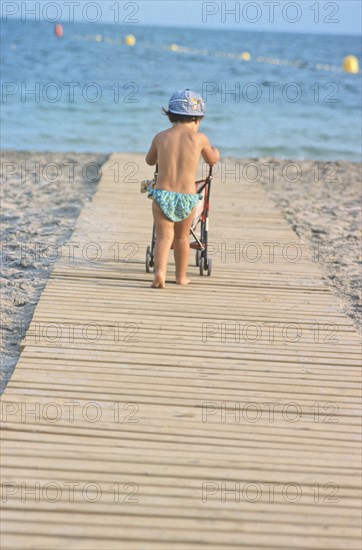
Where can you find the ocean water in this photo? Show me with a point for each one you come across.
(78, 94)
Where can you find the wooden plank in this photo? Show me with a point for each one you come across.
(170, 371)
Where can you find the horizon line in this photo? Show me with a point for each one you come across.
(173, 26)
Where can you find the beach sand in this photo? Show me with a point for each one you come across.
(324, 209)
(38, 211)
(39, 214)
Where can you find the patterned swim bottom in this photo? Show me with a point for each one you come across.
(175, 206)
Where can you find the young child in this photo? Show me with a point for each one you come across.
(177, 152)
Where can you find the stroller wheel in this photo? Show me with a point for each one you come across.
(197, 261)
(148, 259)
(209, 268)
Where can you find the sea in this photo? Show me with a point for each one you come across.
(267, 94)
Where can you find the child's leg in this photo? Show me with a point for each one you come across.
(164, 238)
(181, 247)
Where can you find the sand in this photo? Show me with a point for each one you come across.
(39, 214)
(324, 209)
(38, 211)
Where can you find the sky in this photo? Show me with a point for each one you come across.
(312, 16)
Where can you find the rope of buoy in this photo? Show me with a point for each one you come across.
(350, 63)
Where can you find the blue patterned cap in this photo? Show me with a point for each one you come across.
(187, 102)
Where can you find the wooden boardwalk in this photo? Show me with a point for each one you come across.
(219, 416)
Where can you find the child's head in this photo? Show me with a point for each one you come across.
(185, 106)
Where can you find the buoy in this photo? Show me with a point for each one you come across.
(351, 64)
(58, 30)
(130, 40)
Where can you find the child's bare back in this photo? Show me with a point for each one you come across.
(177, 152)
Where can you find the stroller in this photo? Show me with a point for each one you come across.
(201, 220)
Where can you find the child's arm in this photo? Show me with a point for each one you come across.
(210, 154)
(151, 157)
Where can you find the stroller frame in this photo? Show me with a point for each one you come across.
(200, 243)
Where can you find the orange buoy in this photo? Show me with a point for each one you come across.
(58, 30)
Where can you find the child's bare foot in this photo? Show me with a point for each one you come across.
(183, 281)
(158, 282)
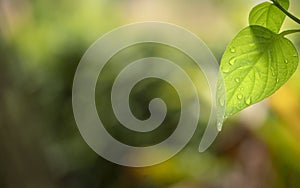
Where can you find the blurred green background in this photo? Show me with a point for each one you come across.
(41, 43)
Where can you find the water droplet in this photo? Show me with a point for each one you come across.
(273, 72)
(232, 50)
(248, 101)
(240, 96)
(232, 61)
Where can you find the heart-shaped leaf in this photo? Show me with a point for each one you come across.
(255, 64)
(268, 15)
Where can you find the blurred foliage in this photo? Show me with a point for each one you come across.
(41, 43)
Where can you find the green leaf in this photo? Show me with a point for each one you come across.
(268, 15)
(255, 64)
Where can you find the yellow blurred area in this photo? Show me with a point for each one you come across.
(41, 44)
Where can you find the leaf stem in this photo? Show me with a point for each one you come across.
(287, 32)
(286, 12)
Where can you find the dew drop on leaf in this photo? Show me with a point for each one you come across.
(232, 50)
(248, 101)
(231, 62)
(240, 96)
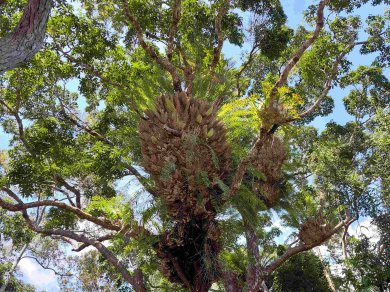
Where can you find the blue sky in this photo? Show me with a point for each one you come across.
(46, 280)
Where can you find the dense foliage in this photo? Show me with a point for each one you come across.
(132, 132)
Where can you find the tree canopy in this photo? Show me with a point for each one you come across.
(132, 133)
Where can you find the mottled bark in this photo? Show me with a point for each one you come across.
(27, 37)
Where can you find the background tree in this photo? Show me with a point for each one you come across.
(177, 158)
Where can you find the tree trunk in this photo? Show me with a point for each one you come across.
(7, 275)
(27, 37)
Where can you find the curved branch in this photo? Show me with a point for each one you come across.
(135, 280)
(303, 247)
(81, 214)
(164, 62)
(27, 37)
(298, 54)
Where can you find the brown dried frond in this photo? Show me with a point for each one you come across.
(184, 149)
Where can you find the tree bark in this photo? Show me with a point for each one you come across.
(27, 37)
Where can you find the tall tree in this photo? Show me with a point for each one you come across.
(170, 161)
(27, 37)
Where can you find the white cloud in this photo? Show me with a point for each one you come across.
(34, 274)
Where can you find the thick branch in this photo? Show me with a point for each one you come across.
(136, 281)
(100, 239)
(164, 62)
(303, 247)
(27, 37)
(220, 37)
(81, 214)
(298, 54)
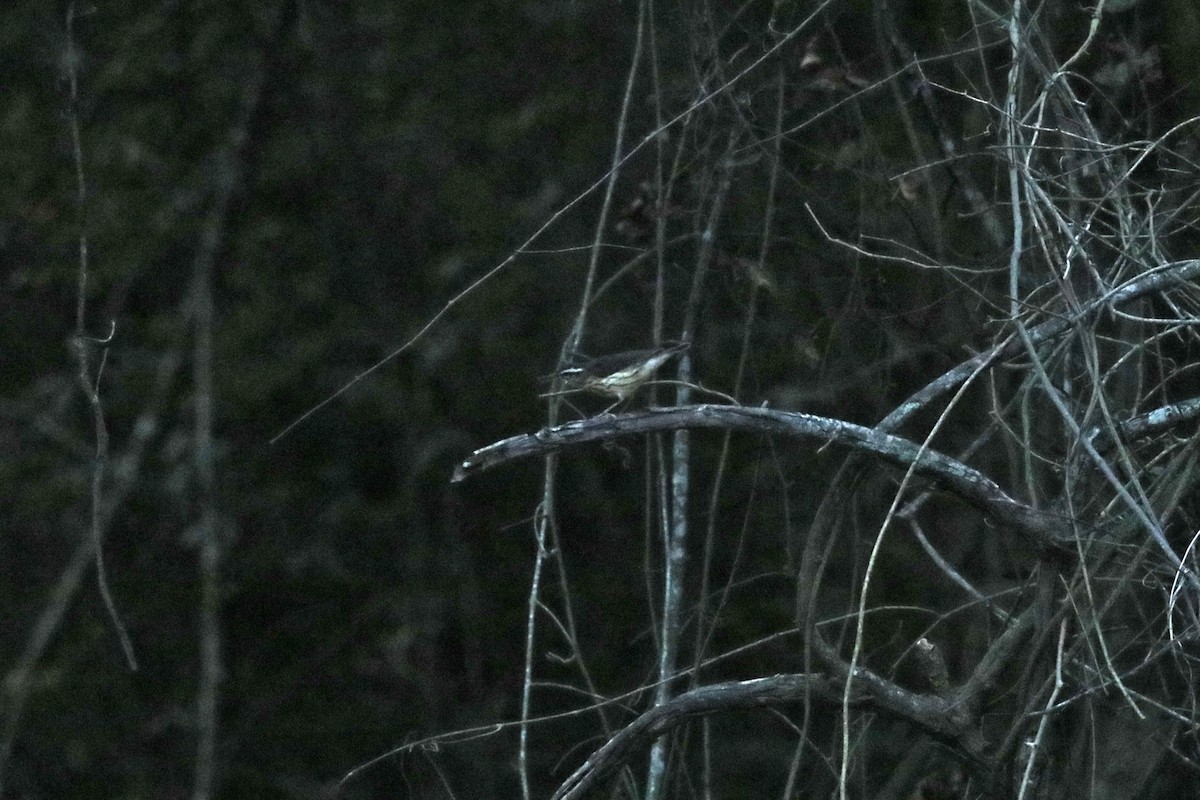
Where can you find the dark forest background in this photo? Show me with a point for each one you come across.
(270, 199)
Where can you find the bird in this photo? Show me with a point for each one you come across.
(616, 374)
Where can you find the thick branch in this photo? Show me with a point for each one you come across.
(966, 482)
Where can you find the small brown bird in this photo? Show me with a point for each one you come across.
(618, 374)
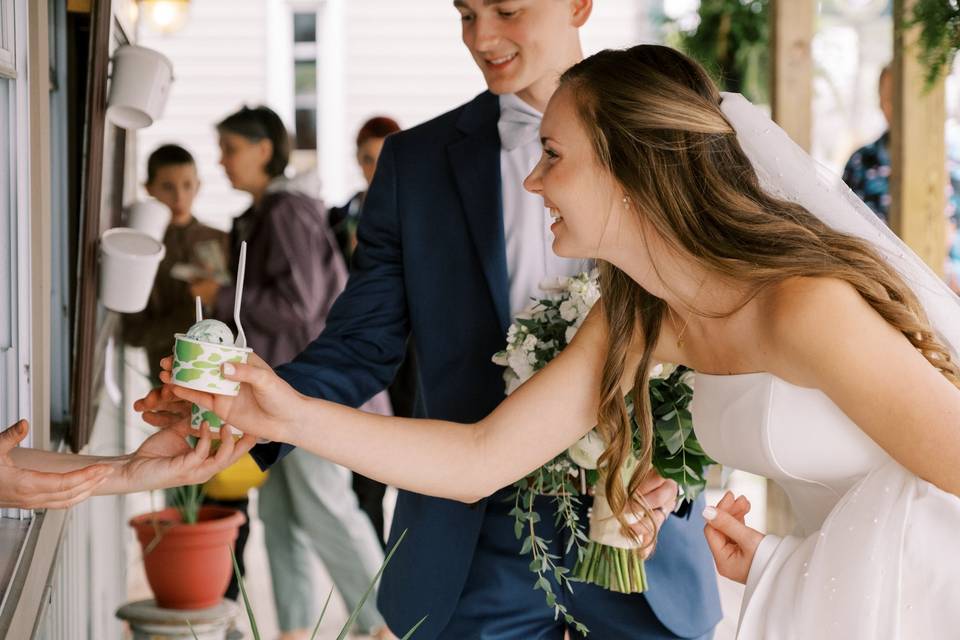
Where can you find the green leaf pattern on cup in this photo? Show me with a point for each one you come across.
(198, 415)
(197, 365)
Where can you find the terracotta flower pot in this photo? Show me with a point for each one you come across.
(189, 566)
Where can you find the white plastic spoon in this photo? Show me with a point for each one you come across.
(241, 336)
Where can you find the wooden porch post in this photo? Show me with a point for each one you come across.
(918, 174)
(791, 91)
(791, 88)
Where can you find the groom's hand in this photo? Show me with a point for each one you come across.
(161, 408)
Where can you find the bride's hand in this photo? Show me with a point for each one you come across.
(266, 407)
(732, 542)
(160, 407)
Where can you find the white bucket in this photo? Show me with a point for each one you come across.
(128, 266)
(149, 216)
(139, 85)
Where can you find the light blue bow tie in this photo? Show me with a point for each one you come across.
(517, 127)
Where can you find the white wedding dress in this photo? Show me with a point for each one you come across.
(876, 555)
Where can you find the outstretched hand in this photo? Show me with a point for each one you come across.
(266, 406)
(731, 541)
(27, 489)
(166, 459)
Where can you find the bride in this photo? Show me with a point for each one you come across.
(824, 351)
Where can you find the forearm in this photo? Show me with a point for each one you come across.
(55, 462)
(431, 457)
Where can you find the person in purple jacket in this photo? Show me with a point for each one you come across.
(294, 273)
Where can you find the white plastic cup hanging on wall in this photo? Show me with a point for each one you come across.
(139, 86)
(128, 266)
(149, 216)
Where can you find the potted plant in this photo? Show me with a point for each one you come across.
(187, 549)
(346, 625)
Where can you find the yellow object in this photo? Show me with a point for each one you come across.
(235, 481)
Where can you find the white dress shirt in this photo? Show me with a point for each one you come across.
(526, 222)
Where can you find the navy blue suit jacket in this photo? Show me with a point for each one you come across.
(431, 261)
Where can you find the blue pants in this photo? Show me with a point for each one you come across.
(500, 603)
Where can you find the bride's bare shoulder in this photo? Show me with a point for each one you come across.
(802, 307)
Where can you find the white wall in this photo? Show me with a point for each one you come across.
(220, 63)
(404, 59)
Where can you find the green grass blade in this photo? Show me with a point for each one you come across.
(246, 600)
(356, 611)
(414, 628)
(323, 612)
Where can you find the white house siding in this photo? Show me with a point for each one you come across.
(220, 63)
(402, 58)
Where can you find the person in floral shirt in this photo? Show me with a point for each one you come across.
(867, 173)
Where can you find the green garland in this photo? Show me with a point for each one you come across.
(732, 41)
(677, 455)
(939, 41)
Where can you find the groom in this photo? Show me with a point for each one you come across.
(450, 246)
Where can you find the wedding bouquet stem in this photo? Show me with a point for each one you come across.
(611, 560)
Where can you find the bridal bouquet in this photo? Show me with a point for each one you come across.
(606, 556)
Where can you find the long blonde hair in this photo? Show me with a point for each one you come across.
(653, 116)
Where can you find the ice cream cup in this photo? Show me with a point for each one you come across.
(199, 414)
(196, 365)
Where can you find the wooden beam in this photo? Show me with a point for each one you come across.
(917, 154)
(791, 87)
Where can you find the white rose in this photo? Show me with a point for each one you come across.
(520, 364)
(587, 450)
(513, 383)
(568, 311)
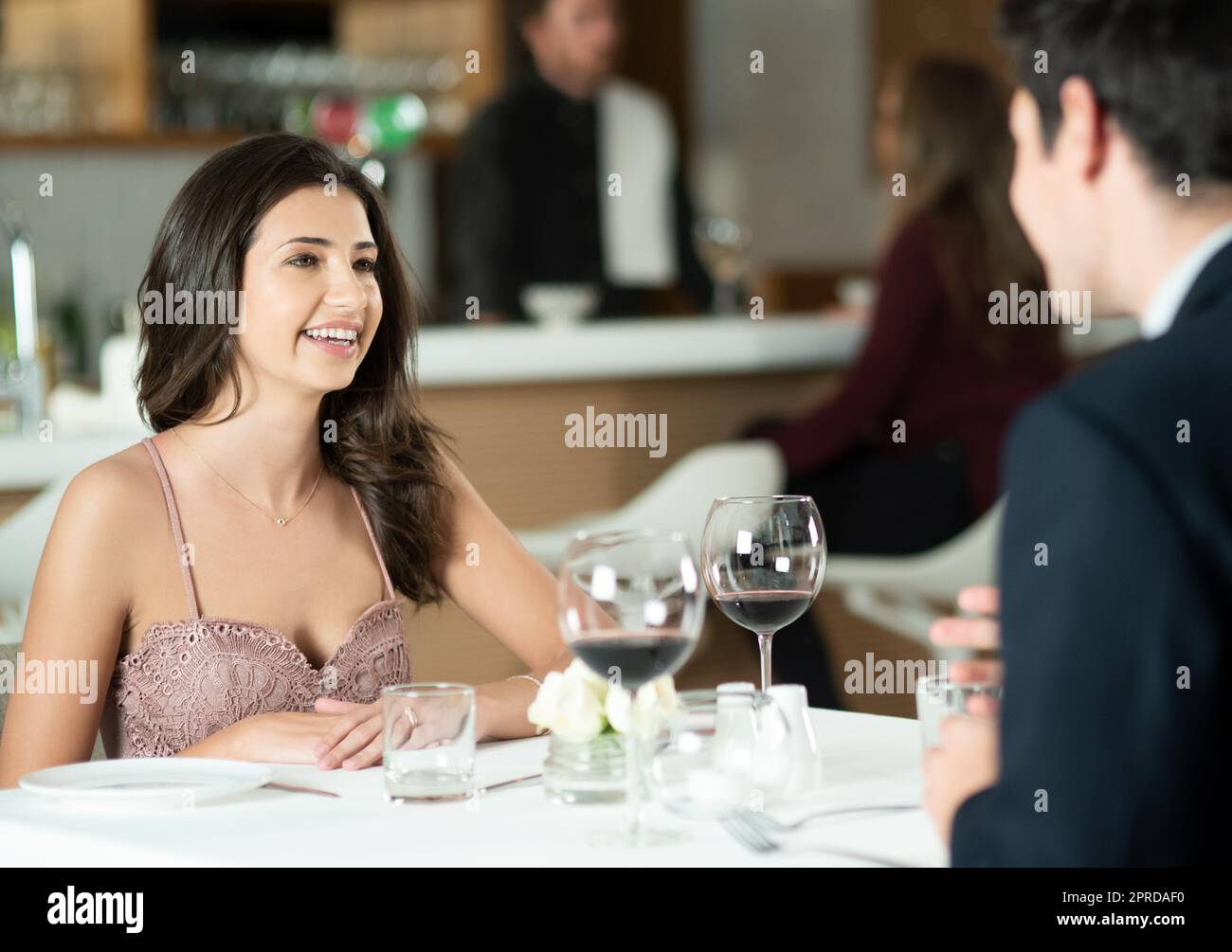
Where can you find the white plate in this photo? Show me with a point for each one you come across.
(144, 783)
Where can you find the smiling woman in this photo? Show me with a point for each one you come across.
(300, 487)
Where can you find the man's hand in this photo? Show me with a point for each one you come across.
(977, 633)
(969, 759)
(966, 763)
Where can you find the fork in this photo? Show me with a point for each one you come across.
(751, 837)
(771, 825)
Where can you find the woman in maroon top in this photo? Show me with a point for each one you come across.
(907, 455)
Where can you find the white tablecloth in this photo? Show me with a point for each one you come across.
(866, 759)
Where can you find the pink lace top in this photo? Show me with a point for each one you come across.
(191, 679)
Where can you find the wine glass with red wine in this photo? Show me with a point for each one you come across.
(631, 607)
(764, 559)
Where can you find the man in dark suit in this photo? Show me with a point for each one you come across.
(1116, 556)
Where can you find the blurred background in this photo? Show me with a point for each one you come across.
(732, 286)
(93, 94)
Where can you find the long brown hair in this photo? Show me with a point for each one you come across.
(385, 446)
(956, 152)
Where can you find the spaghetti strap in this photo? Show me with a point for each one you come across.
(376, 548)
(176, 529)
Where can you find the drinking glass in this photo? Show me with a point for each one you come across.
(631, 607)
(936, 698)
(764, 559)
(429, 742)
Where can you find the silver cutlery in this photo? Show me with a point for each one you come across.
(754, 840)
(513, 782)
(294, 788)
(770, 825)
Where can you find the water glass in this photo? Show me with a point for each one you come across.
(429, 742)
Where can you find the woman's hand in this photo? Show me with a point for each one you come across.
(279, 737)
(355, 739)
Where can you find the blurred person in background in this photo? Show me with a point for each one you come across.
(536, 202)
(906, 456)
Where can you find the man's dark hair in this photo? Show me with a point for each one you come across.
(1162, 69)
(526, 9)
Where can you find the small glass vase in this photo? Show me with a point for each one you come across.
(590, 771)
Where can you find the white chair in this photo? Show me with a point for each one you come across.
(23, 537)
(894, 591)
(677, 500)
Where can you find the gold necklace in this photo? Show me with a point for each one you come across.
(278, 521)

* [EXERCISE REQUIREMENTS]:
Quote the lines of the listing above that run from the line with "Where can you find the wine" through its last line, both included, and nothing else.

* [FINAL RESULT]:
Where can you find the wine glass with red wine in this photo? Show me with a point for each one you come across.
(631, 607)
(764, 559)
Where can you find the man in dark suit in this photo? Show me with a point for each one you come across.
(1116, 556)
Where can you find the blurred background in this photo? Show me with a point for each one you come across.
(732, 286)
(93, 94)
Where can you find the long brown hair in this photo? Show me with a point for each one you come across.
(385, 446)
(956, 152)
Where can you find the spaghetti strap in this photo? Show me with a point for each one you come across.
(376, 548)
(176, 529)
Where can you find the drinking glass in this photo? Show me with a point for each one you come across.
(631, 607)
(936, 698)
(764, 559)
(429, 742)
Where can you find the silver cutlery in this photo? Show me with a point for each one you come across.
(754, 840)
(513, 782)
(294, 788)
(770, 825)
Where can you find the water glass in this photo? Show me with a point for each one you come across.
(429, 742)
Where can you find the woman's hand in this photo? Show me with a point for each one you come across.
(279, 737)
(355, 739)
Where can you find the blurred person in background in this photo? Show me with a point for each one you come across.
(536, 202)
(906, 456)
Where can you find the man's dark hair in this photo? Show me with a point for each one you come across.
(1162, 69)
(526, 9)
Where can you find the small glass vase in this photo? Show me with a point for each one you come across.
(590, 771)
Where can you find the white chair in this photo? Show me with a point for each one you come across.
(23, 537)
(894, 591)
(677, 500)
Where can you find the gold necklace in this photo? Show me with a point for each one you come across.
(278, 521)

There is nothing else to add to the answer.